GIVEN ENTRIES ::
- - -
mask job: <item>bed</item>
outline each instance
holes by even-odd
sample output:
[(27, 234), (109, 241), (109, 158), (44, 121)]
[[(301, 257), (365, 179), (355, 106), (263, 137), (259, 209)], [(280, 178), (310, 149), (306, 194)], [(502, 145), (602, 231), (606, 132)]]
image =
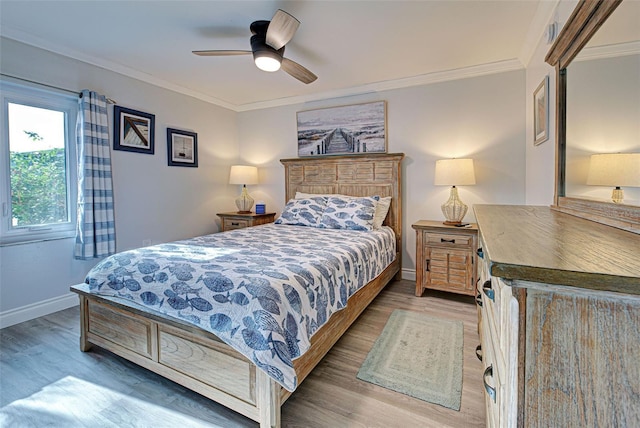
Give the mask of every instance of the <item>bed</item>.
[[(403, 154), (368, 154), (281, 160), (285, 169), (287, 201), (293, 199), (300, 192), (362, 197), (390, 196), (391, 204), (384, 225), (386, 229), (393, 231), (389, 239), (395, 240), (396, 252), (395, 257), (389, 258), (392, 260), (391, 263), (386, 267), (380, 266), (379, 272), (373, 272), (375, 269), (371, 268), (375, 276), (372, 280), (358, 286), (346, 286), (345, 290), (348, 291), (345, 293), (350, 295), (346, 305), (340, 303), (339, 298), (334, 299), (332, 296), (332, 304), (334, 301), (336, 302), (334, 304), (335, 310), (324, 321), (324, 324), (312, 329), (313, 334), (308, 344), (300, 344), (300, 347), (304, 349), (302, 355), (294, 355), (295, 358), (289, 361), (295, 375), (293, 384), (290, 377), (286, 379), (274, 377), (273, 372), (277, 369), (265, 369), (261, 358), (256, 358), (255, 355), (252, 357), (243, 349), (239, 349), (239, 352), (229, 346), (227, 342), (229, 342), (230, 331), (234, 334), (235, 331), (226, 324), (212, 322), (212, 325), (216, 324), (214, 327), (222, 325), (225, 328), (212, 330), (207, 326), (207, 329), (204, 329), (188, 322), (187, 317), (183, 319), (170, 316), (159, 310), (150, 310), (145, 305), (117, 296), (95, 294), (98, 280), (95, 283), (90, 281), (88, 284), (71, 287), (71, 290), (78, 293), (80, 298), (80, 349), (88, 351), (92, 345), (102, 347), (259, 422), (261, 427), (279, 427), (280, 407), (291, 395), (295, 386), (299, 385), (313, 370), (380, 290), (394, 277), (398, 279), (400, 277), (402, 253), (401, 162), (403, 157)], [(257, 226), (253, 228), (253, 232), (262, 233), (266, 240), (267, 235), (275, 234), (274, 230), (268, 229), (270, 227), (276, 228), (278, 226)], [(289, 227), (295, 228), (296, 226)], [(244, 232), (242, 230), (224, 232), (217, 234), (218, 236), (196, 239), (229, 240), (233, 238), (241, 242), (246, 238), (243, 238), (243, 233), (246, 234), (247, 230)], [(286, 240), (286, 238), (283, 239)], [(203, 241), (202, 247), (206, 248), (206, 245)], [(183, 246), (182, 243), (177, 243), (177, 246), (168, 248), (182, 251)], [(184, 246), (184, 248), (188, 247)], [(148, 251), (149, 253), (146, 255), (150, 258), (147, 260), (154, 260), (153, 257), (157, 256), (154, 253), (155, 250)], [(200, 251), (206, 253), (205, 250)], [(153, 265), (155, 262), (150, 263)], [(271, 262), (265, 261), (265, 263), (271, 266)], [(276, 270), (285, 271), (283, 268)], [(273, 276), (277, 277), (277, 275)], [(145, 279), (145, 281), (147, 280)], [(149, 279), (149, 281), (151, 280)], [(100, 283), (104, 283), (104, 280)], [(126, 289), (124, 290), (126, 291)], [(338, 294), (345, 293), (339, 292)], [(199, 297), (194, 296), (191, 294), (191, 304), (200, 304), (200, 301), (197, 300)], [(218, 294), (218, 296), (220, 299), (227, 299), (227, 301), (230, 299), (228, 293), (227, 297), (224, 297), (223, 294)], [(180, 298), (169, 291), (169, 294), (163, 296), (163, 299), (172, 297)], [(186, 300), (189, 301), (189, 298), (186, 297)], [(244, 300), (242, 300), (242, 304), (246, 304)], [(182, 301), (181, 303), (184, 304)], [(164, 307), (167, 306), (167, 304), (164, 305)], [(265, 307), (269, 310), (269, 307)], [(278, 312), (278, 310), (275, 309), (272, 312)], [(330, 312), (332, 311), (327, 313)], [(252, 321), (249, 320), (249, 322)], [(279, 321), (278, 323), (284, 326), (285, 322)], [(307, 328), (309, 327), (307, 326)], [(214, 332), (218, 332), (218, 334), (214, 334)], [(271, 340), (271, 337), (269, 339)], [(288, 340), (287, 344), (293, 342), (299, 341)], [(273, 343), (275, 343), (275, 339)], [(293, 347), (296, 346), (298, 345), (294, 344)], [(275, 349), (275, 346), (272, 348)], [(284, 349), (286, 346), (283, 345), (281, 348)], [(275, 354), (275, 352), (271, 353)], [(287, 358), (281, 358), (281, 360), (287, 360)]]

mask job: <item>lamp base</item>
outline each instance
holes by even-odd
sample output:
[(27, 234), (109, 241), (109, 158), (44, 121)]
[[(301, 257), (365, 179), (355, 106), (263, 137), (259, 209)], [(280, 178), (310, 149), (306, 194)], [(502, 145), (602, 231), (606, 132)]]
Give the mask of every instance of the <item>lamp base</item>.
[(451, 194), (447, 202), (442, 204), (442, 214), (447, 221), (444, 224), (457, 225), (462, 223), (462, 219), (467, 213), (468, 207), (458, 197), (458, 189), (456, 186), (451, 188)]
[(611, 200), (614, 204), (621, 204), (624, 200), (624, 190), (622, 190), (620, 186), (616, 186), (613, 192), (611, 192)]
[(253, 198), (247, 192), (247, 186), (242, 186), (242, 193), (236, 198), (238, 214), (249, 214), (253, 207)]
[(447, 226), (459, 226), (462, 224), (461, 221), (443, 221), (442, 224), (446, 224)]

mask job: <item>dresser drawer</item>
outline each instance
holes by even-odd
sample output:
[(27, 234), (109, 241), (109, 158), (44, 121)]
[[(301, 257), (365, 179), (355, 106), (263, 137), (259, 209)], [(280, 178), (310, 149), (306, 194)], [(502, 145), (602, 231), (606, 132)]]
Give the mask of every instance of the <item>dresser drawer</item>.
- - -
The expected answer is every line above in which the word "dresser" appears.

ANSWER TO THE PROBLEM ::
mask job: <item>dresser drawer</item>
Give the mask of every instance of the <item>dresser drawer</item>.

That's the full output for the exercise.